# Task brief
Nothing but the lines from the line with "Expected output, for every instance of the arched" through the end of the data is to be copied, and each is to be copied exactly.

Dataset entries
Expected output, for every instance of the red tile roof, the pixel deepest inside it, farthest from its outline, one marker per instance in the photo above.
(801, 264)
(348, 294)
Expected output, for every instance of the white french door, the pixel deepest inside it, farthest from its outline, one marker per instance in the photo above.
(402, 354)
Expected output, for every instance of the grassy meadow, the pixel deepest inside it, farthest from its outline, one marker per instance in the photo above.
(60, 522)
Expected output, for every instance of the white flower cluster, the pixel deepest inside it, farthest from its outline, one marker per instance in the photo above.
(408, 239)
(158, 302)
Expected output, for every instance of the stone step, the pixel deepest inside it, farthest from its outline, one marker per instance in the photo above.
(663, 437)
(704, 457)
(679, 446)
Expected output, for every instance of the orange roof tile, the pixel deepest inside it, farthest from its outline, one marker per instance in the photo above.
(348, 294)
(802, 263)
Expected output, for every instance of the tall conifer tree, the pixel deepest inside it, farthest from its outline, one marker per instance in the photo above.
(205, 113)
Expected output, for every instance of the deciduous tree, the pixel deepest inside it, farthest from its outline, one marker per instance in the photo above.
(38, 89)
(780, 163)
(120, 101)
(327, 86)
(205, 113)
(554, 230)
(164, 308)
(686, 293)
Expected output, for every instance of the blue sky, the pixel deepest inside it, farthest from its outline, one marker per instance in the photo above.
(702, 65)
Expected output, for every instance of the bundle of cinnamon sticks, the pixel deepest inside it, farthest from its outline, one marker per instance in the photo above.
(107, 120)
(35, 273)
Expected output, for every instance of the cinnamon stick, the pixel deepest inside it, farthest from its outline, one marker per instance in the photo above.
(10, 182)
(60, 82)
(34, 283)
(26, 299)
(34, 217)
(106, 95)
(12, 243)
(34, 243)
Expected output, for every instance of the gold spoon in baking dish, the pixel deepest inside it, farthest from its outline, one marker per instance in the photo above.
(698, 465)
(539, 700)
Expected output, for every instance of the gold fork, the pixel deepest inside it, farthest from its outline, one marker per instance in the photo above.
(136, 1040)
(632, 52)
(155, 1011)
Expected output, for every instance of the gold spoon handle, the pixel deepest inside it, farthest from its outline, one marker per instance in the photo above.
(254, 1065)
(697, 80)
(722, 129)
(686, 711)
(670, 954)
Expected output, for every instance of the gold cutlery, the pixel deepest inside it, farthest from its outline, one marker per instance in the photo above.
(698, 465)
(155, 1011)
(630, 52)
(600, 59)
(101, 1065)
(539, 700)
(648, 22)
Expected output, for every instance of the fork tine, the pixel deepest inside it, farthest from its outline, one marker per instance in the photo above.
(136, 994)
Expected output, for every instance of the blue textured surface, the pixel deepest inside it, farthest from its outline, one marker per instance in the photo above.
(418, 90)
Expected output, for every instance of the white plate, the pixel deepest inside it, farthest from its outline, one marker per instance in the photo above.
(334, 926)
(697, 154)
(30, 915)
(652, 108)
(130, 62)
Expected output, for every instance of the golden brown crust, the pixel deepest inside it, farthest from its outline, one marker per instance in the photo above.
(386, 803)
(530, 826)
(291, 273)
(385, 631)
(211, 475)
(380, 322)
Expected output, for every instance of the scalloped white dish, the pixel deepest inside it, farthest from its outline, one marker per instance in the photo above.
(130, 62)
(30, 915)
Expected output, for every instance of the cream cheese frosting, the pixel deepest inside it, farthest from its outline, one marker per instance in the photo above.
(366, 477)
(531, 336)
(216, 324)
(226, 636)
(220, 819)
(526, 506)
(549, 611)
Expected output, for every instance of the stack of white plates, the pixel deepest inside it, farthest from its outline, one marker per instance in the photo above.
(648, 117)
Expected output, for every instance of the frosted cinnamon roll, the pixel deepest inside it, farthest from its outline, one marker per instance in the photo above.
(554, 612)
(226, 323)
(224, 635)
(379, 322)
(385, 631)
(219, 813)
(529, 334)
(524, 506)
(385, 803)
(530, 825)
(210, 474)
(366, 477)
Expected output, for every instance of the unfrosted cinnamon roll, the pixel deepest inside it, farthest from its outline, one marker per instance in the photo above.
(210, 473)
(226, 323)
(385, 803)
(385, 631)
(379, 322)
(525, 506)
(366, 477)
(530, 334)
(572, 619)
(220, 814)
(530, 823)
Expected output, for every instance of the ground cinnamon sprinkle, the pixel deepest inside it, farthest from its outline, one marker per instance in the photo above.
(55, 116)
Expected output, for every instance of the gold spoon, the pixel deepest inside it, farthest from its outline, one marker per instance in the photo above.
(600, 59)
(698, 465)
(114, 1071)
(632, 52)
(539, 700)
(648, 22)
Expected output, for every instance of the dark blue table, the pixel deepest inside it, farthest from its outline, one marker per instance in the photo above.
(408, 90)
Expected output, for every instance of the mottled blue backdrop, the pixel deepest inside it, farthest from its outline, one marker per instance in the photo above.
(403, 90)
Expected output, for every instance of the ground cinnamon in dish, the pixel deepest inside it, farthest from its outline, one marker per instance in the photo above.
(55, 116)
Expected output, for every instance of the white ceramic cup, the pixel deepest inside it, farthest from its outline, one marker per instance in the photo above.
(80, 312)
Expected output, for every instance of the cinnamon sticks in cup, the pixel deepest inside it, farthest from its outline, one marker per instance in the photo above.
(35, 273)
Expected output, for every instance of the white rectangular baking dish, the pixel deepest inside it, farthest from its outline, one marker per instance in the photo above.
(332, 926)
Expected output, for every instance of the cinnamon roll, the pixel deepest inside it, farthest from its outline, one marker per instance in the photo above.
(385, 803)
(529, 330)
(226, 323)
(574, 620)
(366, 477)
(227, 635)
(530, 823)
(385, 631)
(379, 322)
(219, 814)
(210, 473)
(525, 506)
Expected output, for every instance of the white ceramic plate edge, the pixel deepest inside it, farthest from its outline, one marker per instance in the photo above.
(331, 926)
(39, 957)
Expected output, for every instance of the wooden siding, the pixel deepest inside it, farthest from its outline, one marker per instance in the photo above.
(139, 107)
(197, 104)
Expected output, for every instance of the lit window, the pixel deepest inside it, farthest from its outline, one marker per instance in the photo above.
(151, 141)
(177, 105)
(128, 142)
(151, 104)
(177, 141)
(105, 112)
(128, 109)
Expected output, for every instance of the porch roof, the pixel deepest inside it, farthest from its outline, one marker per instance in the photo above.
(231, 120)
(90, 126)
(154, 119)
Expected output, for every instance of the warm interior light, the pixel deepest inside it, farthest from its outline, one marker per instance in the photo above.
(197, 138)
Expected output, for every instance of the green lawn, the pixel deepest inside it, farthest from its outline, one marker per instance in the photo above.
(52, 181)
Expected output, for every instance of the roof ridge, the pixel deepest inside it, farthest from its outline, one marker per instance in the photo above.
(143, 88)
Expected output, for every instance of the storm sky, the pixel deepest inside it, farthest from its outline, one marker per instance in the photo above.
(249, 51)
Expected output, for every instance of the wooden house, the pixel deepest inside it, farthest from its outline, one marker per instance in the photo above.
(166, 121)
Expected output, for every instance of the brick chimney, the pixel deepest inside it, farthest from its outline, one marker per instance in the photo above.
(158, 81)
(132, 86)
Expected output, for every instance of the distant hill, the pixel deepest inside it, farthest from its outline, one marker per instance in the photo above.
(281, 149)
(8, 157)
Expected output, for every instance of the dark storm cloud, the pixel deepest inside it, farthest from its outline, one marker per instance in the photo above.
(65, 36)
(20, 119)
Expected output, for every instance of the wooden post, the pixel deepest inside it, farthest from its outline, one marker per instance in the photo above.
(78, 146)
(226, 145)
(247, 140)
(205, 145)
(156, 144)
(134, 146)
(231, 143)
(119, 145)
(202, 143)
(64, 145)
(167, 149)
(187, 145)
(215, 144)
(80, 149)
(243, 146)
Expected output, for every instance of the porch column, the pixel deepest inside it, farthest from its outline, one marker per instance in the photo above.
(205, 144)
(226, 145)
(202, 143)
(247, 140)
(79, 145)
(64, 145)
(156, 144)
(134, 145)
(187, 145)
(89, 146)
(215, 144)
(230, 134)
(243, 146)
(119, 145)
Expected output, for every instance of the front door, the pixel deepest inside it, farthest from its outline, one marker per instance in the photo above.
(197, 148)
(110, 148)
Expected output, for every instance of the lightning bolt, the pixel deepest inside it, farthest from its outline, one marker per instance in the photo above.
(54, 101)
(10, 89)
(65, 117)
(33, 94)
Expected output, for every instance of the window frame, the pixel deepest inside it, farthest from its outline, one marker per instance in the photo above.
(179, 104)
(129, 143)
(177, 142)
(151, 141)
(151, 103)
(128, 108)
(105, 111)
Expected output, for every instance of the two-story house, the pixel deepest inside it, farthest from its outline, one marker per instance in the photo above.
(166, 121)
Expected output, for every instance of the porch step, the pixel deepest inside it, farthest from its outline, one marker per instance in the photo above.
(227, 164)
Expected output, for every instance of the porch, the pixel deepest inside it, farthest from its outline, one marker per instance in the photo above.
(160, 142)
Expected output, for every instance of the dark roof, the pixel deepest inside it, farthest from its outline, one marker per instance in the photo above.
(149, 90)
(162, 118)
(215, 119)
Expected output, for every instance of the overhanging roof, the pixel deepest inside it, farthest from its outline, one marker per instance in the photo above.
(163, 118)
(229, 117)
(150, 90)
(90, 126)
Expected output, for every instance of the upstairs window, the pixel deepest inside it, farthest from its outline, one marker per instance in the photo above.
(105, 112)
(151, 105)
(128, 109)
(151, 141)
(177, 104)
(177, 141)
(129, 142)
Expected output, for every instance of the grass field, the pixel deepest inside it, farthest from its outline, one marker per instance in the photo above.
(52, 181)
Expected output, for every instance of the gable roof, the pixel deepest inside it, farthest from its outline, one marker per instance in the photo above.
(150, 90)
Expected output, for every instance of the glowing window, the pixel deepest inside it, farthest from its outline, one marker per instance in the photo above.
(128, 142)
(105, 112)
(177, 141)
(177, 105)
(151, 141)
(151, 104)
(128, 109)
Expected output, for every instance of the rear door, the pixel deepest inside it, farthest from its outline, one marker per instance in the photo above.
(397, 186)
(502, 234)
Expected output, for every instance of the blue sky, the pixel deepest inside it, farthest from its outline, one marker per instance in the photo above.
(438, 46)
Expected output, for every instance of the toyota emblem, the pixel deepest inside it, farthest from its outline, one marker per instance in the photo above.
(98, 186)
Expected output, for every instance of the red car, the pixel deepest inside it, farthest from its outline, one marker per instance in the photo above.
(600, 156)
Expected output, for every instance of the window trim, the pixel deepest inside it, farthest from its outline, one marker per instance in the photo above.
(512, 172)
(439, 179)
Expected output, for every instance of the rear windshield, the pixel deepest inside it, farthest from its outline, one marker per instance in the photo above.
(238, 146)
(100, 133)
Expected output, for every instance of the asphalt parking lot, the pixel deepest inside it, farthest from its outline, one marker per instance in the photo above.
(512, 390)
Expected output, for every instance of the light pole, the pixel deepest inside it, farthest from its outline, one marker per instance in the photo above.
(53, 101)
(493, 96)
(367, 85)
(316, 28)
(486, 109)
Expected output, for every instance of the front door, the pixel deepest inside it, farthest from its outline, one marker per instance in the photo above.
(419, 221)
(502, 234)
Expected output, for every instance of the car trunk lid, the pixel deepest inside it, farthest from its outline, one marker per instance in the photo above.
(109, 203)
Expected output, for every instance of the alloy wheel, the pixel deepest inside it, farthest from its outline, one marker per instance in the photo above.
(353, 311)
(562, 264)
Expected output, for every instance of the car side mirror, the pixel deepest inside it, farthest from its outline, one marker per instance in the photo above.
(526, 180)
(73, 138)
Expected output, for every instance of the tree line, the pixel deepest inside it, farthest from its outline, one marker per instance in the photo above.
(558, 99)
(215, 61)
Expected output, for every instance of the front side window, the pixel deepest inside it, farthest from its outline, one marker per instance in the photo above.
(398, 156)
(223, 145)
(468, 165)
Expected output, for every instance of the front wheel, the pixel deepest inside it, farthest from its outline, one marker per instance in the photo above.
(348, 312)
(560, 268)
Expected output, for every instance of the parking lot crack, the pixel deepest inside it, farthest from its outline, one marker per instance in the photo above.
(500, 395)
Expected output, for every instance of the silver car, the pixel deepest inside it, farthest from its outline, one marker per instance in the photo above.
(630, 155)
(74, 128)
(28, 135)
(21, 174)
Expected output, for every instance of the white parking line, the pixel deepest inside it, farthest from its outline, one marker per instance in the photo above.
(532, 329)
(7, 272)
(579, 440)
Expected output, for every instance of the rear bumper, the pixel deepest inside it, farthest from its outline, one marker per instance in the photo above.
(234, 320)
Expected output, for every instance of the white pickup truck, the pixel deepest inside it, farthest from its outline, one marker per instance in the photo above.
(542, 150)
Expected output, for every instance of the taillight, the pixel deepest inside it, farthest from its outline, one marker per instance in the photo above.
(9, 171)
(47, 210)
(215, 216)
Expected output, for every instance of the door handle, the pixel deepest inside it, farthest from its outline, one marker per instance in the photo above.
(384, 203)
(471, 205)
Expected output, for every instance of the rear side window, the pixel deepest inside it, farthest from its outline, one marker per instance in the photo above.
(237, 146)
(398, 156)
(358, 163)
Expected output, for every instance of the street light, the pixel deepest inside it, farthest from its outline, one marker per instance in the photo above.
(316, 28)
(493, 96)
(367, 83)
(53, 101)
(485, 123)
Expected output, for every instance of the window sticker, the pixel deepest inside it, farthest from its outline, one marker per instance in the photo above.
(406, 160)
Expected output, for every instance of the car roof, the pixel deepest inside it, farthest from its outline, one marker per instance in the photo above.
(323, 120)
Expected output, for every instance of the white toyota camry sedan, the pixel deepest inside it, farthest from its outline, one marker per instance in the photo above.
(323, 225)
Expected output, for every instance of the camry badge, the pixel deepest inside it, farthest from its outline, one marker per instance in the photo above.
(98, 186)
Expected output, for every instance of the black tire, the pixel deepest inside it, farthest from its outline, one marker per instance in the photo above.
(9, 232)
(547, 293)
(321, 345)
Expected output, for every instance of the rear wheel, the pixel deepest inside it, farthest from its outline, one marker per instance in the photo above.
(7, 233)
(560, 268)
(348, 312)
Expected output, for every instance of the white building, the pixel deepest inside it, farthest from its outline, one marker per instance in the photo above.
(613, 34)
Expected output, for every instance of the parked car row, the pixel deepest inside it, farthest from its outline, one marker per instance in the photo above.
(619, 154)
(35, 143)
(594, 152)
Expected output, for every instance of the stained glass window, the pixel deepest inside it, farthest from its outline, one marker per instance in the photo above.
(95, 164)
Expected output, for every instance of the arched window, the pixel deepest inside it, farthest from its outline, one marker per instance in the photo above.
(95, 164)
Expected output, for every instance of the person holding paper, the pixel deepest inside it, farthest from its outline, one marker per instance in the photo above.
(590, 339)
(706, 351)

# Solution
Expected output, for every instance of the arched window, the pixel deepest inside it, farthest from its outline, one marker per instance in the photo above.
(95, 164)
Expected output, for every instance of the person holding paper, the pixel deepest inside it, farthest from its outline, one marker per instance in the photo above.
(590, 339)
(706, 351)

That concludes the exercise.